**TASK STATEMENT**
Word for word, transcribe the lines from the one containing "Task: where can the green" through the end of the entries, both included, and nothing else.

**Stored dataset items**

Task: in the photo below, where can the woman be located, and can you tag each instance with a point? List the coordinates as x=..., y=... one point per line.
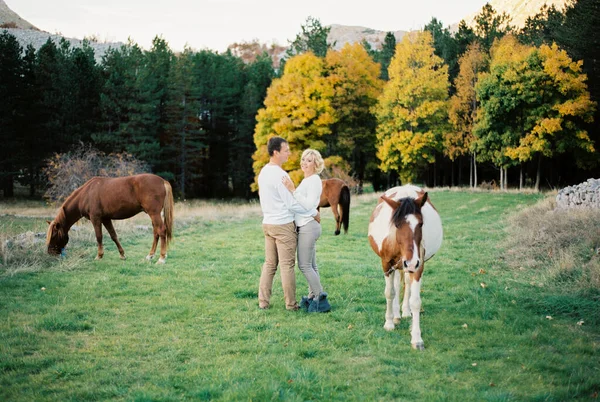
x=308, y=195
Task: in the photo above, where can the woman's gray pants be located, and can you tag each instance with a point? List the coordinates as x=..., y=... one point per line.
x=307, y=260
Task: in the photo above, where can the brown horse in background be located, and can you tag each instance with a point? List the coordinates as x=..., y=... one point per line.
x=336, y=194
x=102, y=199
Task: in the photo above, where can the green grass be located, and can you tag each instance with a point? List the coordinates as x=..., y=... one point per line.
x=191, y=329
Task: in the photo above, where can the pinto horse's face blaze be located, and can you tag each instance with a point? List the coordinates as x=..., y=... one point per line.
x=410, y=233
x=408, y=220
x=56, y=238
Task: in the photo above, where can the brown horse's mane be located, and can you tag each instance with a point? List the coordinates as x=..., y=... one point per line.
x=61, y=216
x=407, y=206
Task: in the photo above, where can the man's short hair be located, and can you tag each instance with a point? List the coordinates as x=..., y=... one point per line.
x=274, y=144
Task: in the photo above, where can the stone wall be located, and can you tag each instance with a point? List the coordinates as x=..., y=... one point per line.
x=584, y=195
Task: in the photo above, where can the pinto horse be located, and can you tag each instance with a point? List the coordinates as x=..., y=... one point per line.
x=405, y=231
x=337, y=195
x=102, y=199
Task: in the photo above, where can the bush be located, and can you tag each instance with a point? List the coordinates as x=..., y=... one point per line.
x=562, y=246
x=68, y=171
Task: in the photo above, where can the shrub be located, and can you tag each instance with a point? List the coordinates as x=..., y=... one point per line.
x=561, y=246
x=68, y=171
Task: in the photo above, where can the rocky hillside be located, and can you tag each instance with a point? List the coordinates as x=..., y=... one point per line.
x=342, y=34
x=27, y=34
x=10, y=19
x=519, y=10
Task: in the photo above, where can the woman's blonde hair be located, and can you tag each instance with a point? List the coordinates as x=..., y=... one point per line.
x=319, y=163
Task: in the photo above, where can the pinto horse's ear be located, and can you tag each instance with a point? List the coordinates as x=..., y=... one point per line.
x=392, y=203
x=422, y=200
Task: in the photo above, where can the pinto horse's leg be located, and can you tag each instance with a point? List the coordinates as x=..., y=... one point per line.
x=155, y=237
x=113, y=235
x=415, y=308
x=396, y=303
x=159, y=231
x=389, y=296
x=405, y=304
x=337, y=217
x=97, y=223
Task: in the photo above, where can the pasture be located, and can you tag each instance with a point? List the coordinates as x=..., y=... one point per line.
x=80, y=329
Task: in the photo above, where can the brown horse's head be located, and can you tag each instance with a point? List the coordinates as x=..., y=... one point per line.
x=408, y=220
x=57, y=235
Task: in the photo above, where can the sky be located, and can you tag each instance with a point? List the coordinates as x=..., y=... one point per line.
x=214, y=24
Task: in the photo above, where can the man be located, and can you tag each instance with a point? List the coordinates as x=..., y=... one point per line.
x=278, y=207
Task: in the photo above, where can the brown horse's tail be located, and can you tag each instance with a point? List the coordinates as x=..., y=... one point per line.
x=168, y=207
x=345, y=204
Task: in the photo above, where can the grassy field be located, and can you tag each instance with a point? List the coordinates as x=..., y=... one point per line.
x=79, y=329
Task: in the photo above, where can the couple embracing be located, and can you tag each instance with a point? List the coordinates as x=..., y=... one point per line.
x=291, y=222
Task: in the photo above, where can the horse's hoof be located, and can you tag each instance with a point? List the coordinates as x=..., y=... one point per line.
x=418, y=346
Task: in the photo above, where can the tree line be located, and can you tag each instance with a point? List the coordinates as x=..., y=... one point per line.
x=488, y=102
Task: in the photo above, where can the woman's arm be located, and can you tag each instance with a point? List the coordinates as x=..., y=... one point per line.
x=311, y=197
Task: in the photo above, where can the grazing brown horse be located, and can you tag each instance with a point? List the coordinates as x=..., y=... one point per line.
x=102, y=199
x=336, y=194
x=405, y=231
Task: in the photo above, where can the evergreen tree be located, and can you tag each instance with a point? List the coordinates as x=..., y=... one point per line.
x=259, y=76
x=580, y=37
x=10, y=94
x=542, y=27
x=489, y=26
x=445, y=46
x=463, y=38
x=185, y=136
x=313, y=38
x=354, y=77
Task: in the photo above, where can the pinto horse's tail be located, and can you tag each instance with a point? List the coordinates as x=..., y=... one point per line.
x=168, y=207
x=345, y=204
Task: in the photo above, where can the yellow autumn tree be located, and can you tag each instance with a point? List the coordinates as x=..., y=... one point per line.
x=354, y=77
x=298, y=108
x=564, y=106
x=534, y=102
x=463, y=108
x=412, y=111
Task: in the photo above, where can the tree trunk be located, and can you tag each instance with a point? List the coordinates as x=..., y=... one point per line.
x=538, y=175
x=182, y=151
x=8, y=186
x=521, y=177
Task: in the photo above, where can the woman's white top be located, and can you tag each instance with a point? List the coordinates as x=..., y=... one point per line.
x=308, y=194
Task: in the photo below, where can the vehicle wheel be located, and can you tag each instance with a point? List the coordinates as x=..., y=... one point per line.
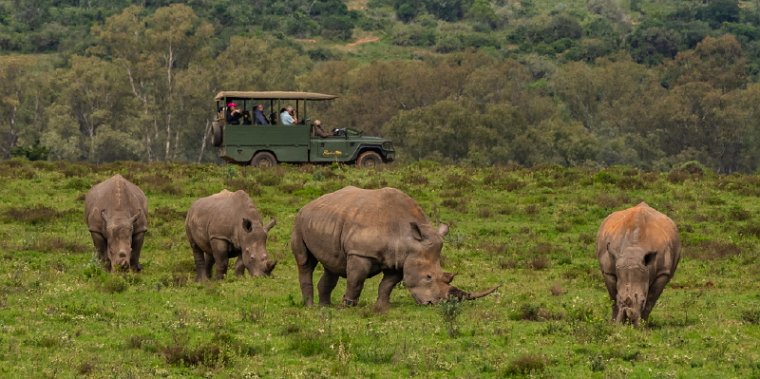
x=216, y=134
x=264, y=159
x=369, y=159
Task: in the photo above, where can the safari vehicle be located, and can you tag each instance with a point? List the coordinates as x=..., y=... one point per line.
x=266, y=145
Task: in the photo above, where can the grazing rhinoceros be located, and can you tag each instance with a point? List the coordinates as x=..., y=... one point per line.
x=638, y=251
x=116, y=212
x=227, y=225
x=357, y=234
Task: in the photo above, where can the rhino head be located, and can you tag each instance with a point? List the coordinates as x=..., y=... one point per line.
x=632, y=269
x=252, y=242
x=119, y=231
x=423, y=275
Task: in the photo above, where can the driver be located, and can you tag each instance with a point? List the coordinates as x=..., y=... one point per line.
x=318, y=131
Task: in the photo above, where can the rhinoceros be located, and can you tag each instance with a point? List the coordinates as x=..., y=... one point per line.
x=116, y=212
x=356, y=234
x=638, y=250
x=227, y=225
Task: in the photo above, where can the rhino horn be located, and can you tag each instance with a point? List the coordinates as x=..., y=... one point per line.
x=462, y=295
x=270, y=267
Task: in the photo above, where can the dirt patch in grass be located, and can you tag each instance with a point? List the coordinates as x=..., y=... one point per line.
x=712, y=250
x=35, y=215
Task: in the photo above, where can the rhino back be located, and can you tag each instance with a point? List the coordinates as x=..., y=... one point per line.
x=218, y=215
x=115, y=194
x=643, y=226
x=372, y=223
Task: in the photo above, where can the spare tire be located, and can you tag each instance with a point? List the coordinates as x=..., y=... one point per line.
x=216, y=133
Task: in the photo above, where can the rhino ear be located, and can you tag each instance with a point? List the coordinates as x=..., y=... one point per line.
x=247, y=225
x=649, y=257
x=134, y=218
x=271, y=225
x=417, y=232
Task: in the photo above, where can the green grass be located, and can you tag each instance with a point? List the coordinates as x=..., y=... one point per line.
x=532, y=231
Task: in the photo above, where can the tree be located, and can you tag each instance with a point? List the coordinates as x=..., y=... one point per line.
x=91, y=94
x=719, y=62
x=23, y=97
x=150, y=50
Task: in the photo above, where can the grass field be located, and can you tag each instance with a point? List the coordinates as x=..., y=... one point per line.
x=532, y=231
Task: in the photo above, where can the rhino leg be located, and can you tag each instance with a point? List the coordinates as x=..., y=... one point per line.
x=219, y=250
x=358, y=270
x=102, y=249
x=239, y=266
x=134, y=258
x=208, y=264
x=655, y=289
x=325, y=286
x=390, y=279
x=610, y=281
x=200, y=263
x=306, y=279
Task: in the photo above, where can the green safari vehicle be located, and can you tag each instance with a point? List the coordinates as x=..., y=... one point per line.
x=258, y=137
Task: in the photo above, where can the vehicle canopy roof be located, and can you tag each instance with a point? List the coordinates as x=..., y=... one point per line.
x=273, y=95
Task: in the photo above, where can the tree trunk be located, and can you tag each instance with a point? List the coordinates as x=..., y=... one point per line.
x=206, y=130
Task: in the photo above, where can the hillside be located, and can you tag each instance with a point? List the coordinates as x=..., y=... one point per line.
x=650, y=84
x=531, y=231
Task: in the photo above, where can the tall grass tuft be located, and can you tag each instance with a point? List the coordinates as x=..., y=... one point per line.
x=450, y=311
x=527, y=364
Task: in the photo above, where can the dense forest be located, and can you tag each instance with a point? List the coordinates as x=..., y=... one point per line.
x=644, y=83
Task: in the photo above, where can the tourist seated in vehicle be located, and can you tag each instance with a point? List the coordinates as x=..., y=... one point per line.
x=317, y=130
x=234, y=114
x=258, y=115
x=287, y=116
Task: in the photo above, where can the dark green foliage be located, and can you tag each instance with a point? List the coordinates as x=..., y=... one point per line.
x=32, y=153
x=720, y=11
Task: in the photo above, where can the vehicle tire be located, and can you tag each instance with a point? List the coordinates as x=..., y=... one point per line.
x=216, y=134
x=264, y=159
x=369, y=159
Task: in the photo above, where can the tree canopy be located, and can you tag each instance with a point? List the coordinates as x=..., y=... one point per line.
x=647, y=83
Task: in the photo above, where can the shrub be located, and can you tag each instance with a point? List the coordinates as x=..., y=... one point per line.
x=527, y=364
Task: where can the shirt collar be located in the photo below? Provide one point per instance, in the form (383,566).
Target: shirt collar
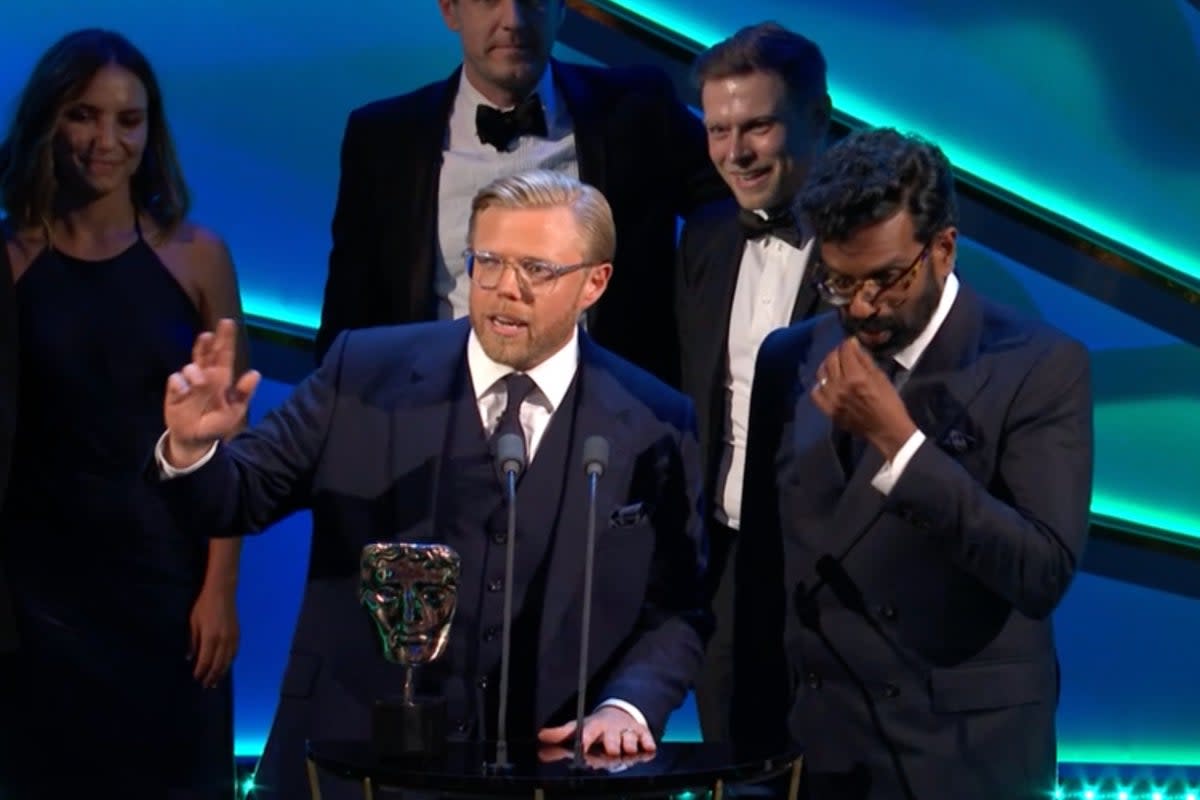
(553,376)
(552,103)
(909,356)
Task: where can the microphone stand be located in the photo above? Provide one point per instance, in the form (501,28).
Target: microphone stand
(595,459)
(511,456)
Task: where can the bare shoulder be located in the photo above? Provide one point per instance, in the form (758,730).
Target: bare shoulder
(197,245)
(22,246)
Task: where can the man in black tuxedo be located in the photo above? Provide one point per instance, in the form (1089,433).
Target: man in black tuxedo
(394,438)
(412,163)
(742,272)
(918,481)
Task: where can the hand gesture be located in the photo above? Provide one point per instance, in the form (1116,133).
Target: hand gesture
(214,632)
(611,727)
(859,397)
(203,403)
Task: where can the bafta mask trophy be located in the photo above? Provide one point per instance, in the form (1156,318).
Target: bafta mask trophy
(411,591)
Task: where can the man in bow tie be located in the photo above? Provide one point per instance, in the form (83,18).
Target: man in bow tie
(411,166)
(917,491)
(395,437)
(743,271)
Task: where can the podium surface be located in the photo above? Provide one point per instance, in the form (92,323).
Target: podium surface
(539,771)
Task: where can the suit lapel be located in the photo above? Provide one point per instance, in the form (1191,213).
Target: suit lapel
(421,409)
(604,409)
(808,301)
(420,163)
(587,119)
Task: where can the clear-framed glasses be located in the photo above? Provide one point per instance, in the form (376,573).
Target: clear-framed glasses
(840,289)
(485,269)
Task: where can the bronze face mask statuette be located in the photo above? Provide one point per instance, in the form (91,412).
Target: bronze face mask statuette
(411,591)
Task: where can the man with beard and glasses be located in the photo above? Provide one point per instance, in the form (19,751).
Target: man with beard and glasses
(412,163)
(918,480)
(395,438)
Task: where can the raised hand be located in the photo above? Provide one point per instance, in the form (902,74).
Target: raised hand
(203,402)
(859,397)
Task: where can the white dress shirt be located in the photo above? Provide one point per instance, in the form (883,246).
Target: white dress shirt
(769,277)
(468,164)
(886,479)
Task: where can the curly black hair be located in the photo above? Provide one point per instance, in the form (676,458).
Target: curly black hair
(870,175)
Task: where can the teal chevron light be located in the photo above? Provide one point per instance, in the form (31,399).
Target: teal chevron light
(678,18)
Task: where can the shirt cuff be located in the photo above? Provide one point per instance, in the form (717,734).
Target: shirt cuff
(886,479)
(628,708)
(167,471)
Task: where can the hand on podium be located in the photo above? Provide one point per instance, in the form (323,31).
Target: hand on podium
(615,729)
(551,753)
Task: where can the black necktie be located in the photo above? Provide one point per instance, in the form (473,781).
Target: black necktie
(519,388)
(778,222)
(501,128)
(850,447)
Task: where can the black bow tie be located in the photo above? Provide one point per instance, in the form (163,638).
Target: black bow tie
(779,223)
(501,128)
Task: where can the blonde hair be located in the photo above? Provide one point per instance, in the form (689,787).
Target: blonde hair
(543,188)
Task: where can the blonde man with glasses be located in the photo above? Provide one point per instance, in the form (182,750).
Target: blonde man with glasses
(918,480)
(393,438)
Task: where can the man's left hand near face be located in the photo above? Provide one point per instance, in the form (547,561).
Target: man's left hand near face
(615,731)
(858,397)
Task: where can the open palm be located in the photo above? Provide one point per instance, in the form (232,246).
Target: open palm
(204,403)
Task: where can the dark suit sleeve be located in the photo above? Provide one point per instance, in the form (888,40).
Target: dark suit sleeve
(665,653)
(681,298)
(695,182)
(762,690)
(353,259)
(267,471)
(1025,536)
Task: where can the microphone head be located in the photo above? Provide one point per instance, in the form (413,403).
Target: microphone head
(510,453)
(595,455)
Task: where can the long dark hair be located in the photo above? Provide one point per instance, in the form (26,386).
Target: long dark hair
(28,180)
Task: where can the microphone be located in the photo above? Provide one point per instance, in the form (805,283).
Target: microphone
(510,456)
(510,462)
(595,462)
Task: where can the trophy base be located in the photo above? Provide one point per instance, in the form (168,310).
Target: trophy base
(415,729)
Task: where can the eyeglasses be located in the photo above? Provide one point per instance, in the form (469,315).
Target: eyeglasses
(485,269)
(840,289)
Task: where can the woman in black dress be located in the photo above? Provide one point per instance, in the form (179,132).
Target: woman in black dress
(127,627)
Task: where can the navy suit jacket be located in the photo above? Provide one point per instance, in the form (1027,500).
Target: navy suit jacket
(635,142)
(360,443)
(905,641)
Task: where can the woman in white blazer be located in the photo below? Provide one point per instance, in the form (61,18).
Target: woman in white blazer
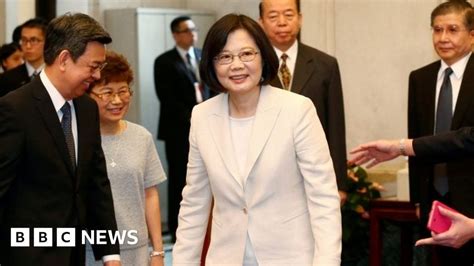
(261,154)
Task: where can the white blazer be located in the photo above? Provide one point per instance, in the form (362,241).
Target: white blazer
(286,201)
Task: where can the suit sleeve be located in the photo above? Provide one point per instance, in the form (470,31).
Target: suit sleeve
(101,214)
(445,147)
(11,143)
(413,132)
(316,167)
(195,207)
(336,130)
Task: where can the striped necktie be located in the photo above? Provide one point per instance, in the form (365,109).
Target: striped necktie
(284,72)
(67,129)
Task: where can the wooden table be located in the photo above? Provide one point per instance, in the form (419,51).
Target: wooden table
(392,210)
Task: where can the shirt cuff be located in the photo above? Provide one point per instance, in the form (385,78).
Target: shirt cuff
(110,257)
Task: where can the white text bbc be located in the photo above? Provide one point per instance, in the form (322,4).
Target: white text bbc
(66,237)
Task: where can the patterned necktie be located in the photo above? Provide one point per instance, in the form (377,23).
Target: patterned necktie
(34,75)
(444,116)
(67,129)
(284,72)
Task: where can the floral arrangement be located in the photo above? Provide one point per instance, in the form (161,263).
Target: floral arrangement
(355,214)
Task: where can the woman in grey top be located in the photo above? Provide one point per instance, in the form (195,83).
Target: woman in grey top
(133,166)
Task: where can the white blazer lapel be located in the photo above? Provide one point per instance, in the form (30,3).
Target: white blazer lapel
(265,118)
(220,131)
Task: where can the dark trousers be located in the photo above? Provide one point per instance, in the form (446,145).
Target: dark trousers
(177,150)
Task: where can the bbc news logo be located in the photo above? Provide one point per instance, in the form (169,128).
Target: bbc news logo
(66,237)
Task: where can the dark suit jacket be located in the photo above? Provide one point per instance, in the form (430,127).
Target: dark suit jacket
(175,89)
(13,79)
(38,187)
(421,113)
(446,147)
(317,77)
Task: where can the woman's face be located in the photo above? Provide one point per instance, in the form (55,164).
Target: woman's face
(13,60)
(239,65)
(113,100)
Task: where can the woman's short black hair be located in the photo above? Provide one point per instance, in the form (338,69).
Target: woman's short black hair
(217,38)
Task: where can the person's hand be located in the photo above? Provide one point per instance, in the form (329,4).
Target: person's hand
(461,231)
(375,152)
(157,261)
(342,196)
(113,263)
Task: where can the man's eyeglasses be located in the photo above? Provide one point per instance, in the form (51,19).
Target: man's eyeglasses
(33,41)
(108,96)
(188,30)
(226,58)
(451,30)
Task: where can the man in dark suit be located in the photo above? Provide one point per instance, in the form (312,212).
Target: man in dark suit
(441,98)
(32,44)
(309,72)
(52,168)
(179,89)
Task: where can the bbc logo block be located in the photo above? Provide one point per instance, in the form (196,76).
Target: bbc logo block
(42,237)
(66,237)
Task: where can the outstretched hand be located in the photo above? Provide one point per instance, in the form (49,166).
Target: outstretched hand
(461,231)
(375,152)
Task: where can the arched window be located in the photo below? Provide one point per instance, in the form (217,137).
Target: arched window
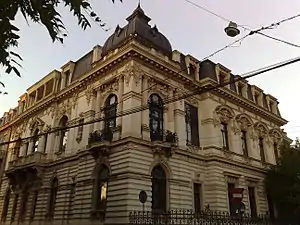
(6,204)
(100,191)
(23,205)
(156,120)
(110,111)
(35,141)
(63,136)
(52,198)
(159,190)
(224,133)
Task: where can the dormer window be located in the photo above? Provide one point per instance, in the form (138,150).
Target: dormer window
(271,105)
(256,98)
(192,70)
(222,78)
(67,78)
(240,89)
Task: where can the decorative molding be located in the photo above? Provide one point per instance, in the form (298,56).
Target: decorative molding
(135,71)
(89,92)
(74,100)
(107,89)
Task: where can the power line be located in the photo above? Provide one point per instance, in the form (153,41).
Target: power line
(272,26)
(172,99)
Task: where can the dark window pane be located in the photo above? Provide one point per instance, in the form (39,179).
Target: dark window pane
(159,190)
(231,186)
(197,197)
(252,201)
(244,143)
(224,133)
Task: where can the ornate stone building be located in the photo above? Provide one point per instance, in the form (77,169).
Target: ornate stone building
(126,135)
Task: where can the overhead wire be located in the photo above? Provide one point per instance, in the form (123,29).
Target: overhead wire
(272,26)
(170,100)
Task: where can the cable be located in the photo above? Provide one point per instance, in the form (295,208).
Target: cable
(169,76)
(173,99)
(272,26)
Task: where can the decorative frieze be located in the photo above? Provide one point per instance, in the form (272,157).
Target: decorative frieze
(135,71)
(89,92)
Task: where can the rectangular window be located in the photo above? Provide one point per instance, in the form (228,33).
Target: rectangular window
(256,97)
(80,128)
(192,70)
(23,206)
(5,205)
(240,90)
(67,77)
(33,206)
(252,201)
(197,197)
(14,207)
(224,133)
(230,188)
(192,125)
(45,142)
(222,78)
(271,207)
(244,143)
(261,149)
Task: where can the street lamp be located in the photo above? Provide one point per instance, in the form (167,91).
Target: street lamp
(232,29)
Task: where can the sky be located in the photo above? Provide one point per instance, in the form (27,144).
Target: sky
(190,30)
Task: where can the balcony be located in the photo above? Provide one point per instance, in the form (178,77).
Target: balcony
(164,142)
(34,159)
(183,217)
(99,142)
(164,136)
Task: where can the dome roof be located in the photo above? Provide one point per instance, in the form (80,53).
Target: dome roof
(138,26)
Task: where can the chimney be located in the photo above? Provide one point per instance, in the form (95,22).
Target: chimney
(97,50)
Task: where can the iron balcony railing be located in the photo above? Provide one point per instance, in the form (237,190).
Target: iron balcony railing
(34,158)
(164,136)
(100,136)
(188,217)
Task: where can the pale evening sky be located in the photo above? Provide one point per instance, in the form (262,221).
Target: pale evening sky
(191,31)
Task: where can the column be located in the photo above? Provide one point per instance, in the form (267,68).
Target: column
(98,109)
(170,118)
(145,113)
(42,143)
(180,123)
(120,98)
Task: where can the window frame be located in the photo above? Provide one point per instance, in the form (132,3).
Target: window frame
(156,116)
(110,112)
(52,198)
(224,136)
(159,190)
(261,149)
(244,143)
(192,125)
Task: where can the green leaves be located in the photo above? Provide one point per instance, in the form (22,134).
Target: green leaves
(44,12)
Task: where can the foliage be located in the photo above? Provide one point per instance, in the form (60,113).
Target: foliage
(283,183)
(37,11)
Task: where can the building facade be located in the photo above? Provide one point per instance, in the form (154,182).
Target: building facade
(107,126)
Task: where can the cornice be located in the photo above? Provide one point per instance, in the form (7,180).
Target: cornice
(251,107)
(133,50)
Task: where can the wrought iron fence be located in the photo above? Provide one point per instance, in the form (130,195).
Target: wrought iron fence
(100,135)
(188,217)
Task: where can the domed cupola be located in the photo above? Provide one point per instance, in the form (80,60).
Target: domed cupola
(138,28)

**EXERCISE SOLUTION**
Task: where can the green leaves be located in the photo above? Provide one point per instance, in the form (22,134).
Target: green leaves
(44,12)
Task: where can the foliage be located in the photo above? Provide one point per instance, in the form (60,113).
Target: foliage
(283,183)
(37,11)
Task: where can the building facade be located in the photo above? Provide one point per instance, in the form (154,182).
Target: building facade
(107,126)
Task: where can the cornice be located in the photo above? Provide one point per instance, in the form (7,180).
Target: cornice
(251,107)
(133,50)
Task: where can the wrought iron fence be located in the photo above? Provide one point per instance, in the form (130,195).
Target: wrought iron fence
(100,135)
(188,217)
Task: where can the domed cupola be located in the photo above? Provide one point per instance, in the form (80,60).
Target: domed cupola
(138,28)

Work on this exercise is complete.